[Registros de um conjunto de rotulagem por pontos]
--------

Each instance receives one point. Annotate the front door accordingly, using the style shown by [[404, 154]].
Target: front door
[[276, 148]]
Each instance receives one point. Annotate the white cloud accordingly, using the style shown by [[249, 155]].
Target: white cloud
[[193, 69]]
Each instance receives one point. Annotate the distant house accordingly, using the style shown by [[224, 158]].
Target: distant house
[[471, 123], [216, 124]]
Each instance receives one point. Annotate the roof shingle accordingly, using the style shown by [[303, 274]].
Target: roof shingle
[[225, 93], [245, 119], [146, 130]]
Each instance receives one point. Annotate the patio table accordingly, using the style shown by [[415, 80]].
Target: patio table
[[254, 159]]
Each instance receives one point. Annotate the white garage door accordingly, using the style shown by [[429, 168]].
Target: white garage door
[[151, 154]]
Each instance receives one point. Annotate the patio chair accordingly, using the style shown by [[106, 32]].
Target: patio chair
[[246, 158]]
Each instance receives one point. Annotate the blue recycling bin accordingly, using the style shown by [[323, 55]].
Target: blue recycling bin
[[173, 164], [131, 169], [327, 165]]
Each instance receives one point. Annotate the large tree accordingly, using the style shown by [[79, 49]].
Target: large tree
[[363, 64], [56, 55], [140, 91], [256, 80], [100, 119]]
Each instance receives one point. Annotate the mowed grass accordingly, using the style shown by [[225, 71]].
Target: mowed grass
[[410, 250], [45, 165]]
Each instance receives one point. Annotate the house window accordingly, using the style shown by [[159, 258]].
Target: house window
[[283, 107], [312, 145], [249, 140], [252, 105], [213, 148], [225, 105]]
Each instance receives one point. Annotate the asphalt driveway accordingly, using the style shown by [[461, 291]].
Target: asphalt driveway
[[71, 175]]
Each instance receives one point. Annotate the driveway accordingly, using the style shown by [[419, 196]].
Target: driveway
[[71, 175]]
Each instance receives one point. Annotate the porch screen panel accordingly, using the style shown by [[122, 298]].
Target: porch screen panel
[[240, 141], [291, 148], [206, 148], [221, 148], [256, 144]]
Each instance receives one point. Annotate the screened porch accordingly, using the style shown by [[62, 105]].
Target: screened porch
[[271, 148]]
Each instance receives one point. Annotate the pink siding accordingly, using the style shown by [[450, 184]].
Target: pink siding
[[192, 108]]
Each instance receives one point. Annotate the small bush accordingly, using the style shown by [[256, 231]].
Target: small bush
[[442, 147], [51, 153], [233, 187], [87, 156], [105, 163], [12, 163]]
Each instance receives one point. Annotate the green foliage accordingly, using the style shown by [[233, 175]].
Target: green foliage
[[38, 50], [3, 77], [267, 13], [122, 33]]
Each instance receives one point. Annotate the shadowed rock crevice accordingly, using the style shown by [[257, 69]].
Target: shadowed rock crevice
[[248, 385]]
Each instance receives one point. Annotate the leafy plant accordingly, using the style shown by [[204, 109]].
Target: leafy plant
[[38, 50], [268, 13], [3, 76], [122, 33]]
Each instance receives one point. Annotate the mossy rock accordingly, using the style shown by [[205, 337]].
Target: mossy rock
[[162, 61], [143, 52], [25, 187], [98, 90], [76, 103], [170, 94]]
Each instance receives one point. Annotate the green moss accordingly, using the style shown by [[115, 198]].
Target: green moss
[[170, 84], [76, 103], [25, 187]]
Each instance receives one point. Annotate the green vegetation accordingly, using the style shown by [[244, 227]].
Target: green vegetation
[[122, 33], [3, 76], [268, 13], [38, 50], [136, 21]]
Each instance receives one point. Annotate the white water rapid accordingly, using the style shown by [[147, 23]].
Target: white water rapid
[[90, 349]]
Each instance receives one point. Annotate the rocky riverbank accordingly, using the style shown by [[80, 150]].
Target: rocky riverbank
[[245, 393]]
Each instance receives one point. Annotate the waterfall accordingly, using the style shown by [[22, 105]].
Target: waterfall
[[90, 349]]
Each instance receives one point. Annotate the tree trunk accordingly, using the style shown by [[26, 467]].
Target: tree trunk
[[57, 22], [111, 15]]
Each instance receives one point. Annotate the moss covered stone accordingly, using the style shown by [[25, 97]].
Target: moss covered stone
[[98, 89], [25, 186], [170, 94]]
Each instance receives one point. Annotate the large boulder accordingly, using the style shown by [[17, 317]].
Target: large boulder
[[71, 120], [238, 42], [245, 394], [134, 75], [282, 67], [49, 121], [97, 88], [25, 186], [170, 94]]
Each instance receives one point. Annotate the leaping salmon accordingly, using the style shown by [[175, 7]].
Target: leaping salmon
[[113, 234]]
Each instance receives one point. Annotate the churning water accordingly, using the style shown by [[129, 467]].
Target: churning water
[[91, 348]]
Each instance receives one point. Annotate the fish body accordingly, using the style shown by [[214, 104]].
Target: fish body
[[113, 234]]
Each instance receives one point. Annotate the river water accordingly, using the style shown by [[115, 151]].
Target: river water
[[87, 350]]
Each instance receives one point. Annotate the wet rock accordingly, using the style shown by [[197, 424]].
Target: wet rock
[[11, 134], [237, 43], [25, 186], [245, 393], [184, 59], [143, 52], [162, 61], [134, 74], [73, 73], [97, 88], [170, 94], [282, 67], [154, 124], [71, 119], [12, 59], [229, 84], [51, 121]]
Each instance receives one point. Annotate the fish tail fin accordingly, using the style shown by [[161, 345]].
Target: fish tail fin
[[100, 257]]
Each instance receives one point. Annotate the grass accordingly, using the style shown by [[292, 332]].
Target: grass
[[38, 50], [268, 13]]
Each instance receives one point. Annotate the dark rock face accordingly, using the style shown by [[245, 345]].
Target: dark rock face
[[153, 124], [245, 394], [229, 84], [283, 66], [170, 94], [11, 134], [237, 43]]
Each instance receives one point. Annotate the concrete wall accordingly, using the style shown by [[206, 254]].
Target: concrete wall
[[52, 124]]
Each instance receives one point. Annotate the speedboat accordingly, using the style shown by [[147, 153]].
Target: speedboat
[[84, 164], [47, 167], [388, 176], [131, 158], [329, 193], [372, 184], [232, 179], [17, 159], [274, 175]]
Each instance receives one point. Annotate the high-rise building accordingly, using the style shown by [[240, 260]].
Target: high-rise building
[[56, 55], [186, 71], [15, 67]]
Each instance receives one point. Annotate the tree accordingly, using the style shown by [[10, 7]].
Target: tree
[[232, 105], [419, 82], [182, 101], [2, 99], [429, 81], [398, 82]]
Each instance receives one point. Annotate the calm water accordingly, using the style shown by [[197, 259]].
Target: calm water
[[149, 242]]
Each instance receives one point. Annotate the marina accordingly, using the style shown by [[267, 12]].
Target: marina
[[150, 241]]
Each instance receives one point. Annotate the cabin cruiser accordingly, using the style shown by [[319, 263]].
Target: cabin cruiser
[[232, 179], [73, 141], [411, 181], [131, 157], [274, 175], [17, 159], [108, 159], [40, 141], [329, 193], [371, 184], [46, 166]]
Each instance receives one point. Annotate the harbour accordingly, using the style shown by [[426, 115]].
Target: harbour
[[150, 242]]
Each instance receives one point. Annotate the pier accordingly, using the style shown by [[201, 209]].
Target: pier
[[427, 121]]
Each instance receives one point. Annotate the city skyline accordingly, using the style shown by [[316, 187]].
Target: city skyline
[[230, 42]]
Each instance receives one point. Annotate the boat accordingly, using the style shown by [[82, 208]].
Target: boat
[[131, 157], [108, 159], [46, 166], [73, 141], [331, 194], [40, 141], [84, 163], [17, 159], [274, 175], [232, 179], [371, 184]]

--------

**TAREFA PROPOSTA**
Apresente todas as entradas acima como uma tabela em Markdown com as colunas "Nº" e "Texto". Cada linha recebe seu número em "Nº" e seu conteúdo em "Texto", e as linhas em branco ficam de fora.

**SOLUÇÃO DO EXERCÍCIO**
| Nº | Texto |
|---|---|
| 1 | Each instance receives one point. Annotate the front door accordingly, using the style shown by [[404, 154]]. |
| 2 | Target: front door |
| 3 | [[276, 148]] |
| 4 | Each instance receives one point. Annotate the white cloud accordingly, using the style shown by [[249, 155]]. |
| 5 | Target: white cloud |
| 6 | [[193, 69]] |
| 7 | Each instance receives one point. Annotate the distant house accordingly, using the style shown by [[224, 158]]. |
| 8 | Target: distant house |
| 9 | [[471, 123], [216, 124]] |
| 10 | Each instance receives one point. Annotate the roof shingle accordingly, using the style shown by [[303, 274]]. |
| 11 | Target: roof shingle |
| 12 | [[225, 93], [245, 119], [146, 130]] |
| 13 | Each instance receives one point. Annotate the patio table accordingly, using the style shown by [[415, 80]]. |
| 14 | Target: patio table |
| 15 | [[254, 159]] |
| 16 | Each instance receives one point. Annotate the white garage door accordingly, using the style shown by [[429, 168]]. |
| 17 | Target: white garage door |
| 18 | [[151, 154]] |
| 19 | Each instance receives one point. Annotate the patio chair accordingly, using the style shown by [[106, 32]]. |
| 20 | Target: patio chair |
| 21 | [[246, 158]] |
| 22 | Each instance receives one point. Annotate the blue recycling bin accordingly, using the style shown by [[323, 55]]. |
| 23 | Target: blue recycling bin |
| 24 | [[173, 164], [131, 169], [327, 165]] |
| 25 | Each instance receives one point. Annotate the large tree accordingly, using the style shown by [[79, 49]]. |
| 26 | Target: large tree |
| 27 | [[363, 64], [56, 55], [140, 91], [256, 80], [100, 119]] |
| 28 | Each instance receives one point. Annotate the mowed grass accordingly, using the style shown by [[225, 71]]. |
| 29 | Target: mowed grass |
| 30 | [[410, 250], [45, 165]] |
| 31 | Each instance receives one point. Annotate the house window accordingly, using the style shown by [[159, 258]]. |
| 32 | Target: house window |
| 33 | [[283, 107], [312, 145], [249, 140], [252, 105], [213, 148], [225, 105]] |
| 34 | Each instance receives one point. Annotate the asphalt driveway accordingly, using the style shown by [[461, 291]]. |
| 35 | Target: asphalt driveway |
| 36 | [[71, 175]] |
| 37 | Each instance receives one point. Annotate the driveway accordingly, using the style shown by [[419, 196]]. |
| 38 | Target: driveway |
| 39 | [[71, 175]] |
| 40 | Each instance receives one point. Annotate the porch screen panel accordingly, using the style shown by [[122, 298]]. |
| 41 | Target: porch screen panel |
| 42 | [[240, 141], [291, 148], [206, 148], [221, 148], [256, 144]] |
| 43 | Each instance receives one point. Annotate the screened porch accordingly, using the style shown by [[62, 105]]. |
| 44 | Target: screened porch |
| 45 | [[271, 148]] |
| 46 | Each instance receives one point. Annotate the pink siding accordingly, using the style shown by [[450, 184]]. |
| 47 | Target: pink siding |
| 48 | [[192, 108]] |
| 49 | Each instance receives one point. Annotate the small bush accordingly, using the style shown by [[256, 231]]. |
| 50 | Target: small bush |
| 51 | [[442, 147], [51, 153], [233, 187], [87, 156], [105, 163], [12, 163]] |
| 52 | Each instance receives one point. Annotate the green foliage accordingly, using the style shown by [[233, 175]]. |
| 53 | Target: green foliage |
| 54 | [[38, 50], [3, 77], [267, 13], [122, 33]] |
| 55 | Each instance receives one point. Annotate the shadowed rock crevice accordingly, using the style shown by [[257, 69]]. |
| 56 | Target: shadowed rock crevice |
| 57 | [[248, 385]] |
| 58 | Each instance receives one point. Annotate the leafy plant accordingly, using the style shown by [[204, 109]]. |
| 59 | Target: leafy plant |
| 60 | [[38, 50], [268, 13], [3, 76], [122, 33]] |
| 61 | Each instance receives one point. Annotate the mossy rock accordingly, using the style shown by [[205, 337]]. |
| 62 | Target: mossy rock |
| 63 | [[162, 61], [143, 52], [25, 187], [98, 90], [76, 103], [170, 94]] |
| 64 | Each instance receives one point. Annotate the green moss accordingly, using the style shown by [[115, 198]]. |
| 65 | Target: green moss |
| 66 | [[170, 84], [76, 103], [25, 187]] |
| 67 | Each instance receives one point. Annotate the green vegetation accordingly, using the style shown by [[244, 227]]. |
| 68 | Target: green vegetation |
| 69 | [[122, 33], [3, 76], [268, 13], [38, 50], [136, 21]] |
| 70 | Each instance receives one point. Annotate the white water rapid accordingly, using the style shown by [[147, 23]]. |
| 71 | Target: white water rapid |
| 72 | [[90, 349]] |
| 73 | Each instance receives one point. Annotate the rocky riverbank accordingly, using the style shown by [[80, 150]]. |
| 74 | Target: rocky riverbank |
| 75 | [[245, 393]] |
| 76 | Each instance receives one point. Annotate the waterfall accordingly, using the style shown by [[22, 105]]. |
| 77 | Target: waterfall |
| 78 | [[90, 349]] |
| 79 | Each instance receives one point. Annotate the tree trunk accordingly, using the style shown by [[26, 467]]. |
| 80 | Target: tree trunk |
| 81 | [[57, 22], [111, 15]] |
| 82 | Each instance receives one point. Annotate the moss covered stone accordingly, using the style shown by [[25, 97]]. |
| 83 | Target: moss covered stone |
| 84 | [[98, 89], [25, 186], [170, 94]] |
| 85 | Each instance receives one point. Annotate the large boulder accordingly, using the style shown by [[17, 317]]. |
| 86 | Target: large boulder |
| 87 | [[71, 120], [238, 42], [245, 394], [134, 75], [282, 67], [49, 121], [97, 88], [25, 186], [170, 94]] |
| 88 | Each instance receives one point. Annotate the leaping salmon accordingly, using the style shown by [[175, 7]]. |
| 89 | Target: leaping salmon |
| 90 | [[113, 234]] |
| 91 | Each instance receives one point. Annotate the churning water accordingly, using the style shown by [[129, 467]]. |
| 92 | Target: churning water |
| 93 | [[91, 348]] |
| 94 | Each instance receives one point. Annotate the fish body accordingly, using the style shown by [[214, 104]]. |
| 95 | Target: fish body |
| 96 | [[113, 234]] |
| 97 | Each instance receives one point. Annotate the river water accordingly, using the style shown by [[115, 151]]. |
| 98 | Target: river water |
| 99 | [[87, 350]] |
| 100 | Each instance receives one point. Annotate the wet rock accordingly, using the style shown by [[197, 424]]. |
| 101 | Target: wet rock |
| 102 | [[11, 134], [237, 43], [25, 186], [245, 393], [184, 59], [143, 52], [162, 61], [134, 74], [73, 73], [97, 88], [170, 94], [282, 67], [154, 124], [71, 119], [12, 59], [229, 84], [51, 121]] |
| 103 | Each instance receives one point. Annotate the fish tail fin accordingly, using the style shown by [[161, 345]]. |
| 104 | Target: fish tail fin |
| 105 | [[100, 257]] |
| 106 | Each instance receives one point. Annotate the grass accordingly, using the style shown by [[292, 332]]. |
| 107 | Target: grass |
| 108 | [[38, 50], [268, 13]] |
| 109 | Each instance receives one point. Annotate the dark rock face accordingly, using the style shown by [[245, 345]]. |
| 110 | Target: dark rock face |
| 111 | [[153, 124], [245, 394], [229, 84], [283, 66], [170, 94], [11, 134], [237, 43]] |
| 112 | Each instance receives one point. Annotate the concrete wall accordingly, using the style shown by [[206, 254]]. |
| 113 | Target: concrete wall |
| 114 | [[52, 124]] |
| 115 | Each instance receives one point. Annotate the speedboat accordingly, using the style shown by [[147, 153]]. |
| 116 | Target: speedboat |
| 117 | [[84, 164], [47, 167], [388, 176], [131, 158], [329, 193], [372, 184], [232, 179], [17, 159], [274, 175]] |
| 118 | Each instance receives one point. Annotate the high-rise building accordingly, using the style shown by [[240, 260]]. |
| 119 | Target: high-rise building |
| 120 | [[56, 55], [186, 71], [15, 67]] |
| 121 | Each instance receives one point. Annotate the tree accordingly, using the style shown by [[10, 7]]. |
| 122 | Target: tree |
| 123 | [[232, 105], [419, 82], [182, 101], [2, 99], [429, 81], [398, 82]] |
| 124 | Each instance receives one point. Annotate the calm water accordingly, using the style shown by [[197, 259]]. |
| 125 | Target: calm water |
| 126 | [[149, 242]] |
| 127 | Each instance receives one point. Annotate the marina accordingly, using the style shown by [[267, 12]]. |
| 128 | Target: marina |
| 129 | [[150, 241]] |
| 130 | Each instance receives one point. Annotate the cabin cruiser accordingly, using the style shown by [[319, 263]]. |
| 131 | Target: cabin cruiser |
| 132 | [[232, 179], [73, 141], [411, 181], [131, 157], [274, 175], [17, 159], [108, 159], [40, 141], [329, 193], [371, 184], [46, 166]] |
| 133 | Each instance receives one point. Annotate the harbour accordingly, using the style shown by [[426, 115]]. |
| 134 | Target: harbour |
| 135 | [[150, 242]] |
| 136 | Each instance receives one point. Annotate the pier accordingly, using the style shown by [[201, 209]]. |
| 137 | Target: pier |
| 138 | [[427, 121]] |
| 139 | Each instance receives one point. Annotate the city skyline accordingly, using the style shown by [[316, 187]]. |
| 140 | Target: city skyline |
| 141 | [[230, 42]] |
| 142 | Each instance receives one point. Annotate the boat accordingly, using the style shown by [[82, 208]]. |
| 143 | Target: boat |
| 144 | [[131, 157], [108, 159], [46, 166], [73, 141], [331, 194], [40, 141], [84, 163], [17, 159], [274, 175], [232, 179], [371, 184]] |